*Exercise goal*. Reproduce the data below verbatim from the line containing "Exercise. Find the red" through its final line, and produce nothing more.

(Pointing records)

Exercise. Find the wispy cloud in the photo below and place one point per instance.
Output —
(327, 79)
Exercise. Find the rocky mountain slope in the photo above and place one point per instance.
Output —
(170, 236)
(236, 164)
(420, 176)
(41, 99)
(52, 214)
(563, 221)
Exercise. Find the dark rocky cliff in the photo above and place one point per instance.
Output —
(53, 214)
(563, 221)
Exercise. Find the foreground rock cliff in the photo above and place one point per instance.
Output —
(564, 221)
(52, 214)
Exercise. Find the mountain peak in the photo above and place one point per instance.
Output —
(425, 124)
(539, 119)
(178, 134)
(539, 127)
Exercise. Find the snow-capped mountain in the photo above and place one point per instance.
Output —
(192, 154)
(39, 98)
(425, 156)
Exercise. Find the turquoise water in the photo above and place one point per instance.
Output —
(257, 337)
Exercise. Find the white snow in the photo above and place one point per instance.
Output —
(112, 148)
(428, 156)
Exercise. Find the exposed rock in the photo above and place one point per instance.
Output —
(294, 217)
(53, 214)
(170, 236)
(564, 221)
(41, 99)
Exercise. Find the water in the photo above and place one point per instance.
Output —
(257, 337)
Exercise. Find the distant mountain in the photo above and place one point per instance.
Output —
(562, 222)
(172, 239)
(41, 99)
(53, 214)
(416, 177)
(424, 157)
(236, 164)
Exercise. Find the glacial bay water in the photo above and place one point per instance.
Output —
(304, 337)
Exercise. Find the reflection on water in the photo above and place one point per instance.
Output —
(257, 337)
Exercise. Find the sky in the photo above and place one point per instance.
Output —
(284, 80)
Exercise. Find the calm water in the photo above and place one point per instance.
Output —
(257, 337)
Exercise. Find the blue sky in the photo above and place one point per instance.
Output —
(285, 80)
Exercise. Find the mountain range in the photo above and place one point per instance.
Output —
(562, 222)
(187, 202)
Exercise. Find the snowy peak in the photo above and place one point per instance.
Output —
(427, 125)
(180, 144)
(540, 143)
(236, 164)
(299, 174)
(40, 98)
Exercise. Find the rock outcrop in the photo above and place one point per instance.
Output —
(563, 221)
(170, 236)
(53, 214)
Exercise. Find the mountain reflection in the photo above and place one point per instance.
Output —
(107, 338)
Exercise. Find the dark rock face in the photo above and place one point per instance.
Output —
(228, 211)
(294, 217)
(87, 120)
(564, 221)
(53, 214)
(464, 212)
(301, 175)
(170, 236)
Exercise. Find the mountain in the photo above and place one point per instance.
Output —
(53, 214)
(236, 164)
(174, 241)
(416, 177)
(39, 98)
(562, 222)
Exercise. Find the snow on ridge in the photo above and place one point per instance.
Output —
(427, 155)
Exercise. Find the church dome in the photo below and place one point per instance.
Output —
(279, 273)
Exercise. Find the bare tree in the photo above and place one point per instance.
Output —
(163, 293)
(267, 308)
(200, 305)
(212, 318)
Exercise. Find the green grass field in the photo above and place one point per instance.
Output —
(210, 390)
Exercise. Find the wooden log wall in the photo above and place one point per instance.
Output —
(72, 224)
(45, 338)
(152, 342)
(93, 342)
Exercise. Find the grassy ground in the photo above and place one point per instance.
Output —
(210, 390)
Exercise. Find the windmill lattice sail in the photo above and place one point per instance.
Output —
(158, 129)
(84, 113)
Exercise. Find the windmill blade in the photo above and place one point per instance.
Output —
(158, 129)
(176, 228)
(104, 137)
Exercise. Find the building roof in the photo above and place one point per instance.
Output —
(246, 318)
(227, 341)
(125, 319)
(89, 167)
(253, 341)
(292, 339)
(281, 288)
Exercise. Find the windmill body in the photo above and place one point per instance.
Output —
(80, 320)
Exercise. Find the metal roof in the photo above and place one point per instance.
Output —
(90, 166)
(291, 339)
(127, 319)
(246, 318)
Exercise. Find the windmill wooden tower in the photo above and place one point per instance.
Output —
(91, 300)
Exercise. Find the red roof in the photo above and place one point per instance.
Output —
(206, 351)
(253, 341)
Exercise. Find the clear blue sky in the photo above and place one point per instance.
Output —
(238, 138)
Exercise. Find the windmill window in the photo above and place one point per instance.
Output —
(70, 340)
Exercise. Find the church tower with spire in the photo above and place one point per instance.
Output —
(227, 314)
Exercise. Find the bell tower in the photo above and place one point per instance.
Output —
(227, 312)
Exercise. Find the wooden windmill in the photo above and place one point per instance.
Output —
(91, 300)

*Exercise response*.
Exercise. Find the red roof in the photo above and place one point per instance.
Output —
(206, 351)
(253, 341)
Exercise. Find the clear blue sky in the photo above and place one point per instance.
Output —
(238, 138)
Exercise. Find the windmill window in the photo above and place one point per instance.
Output —
(70, 340)
Exercise. Find the church tower with spire in the photo above and place one point per instance.
Output —
(227, 314)
Exercise. Find the bell tower in the photo above and place one point per instance.
Output —
(227, 312)
Exercise. Find the wooden windmill in the photo above and place one point per instance.
Output —
(91, 300)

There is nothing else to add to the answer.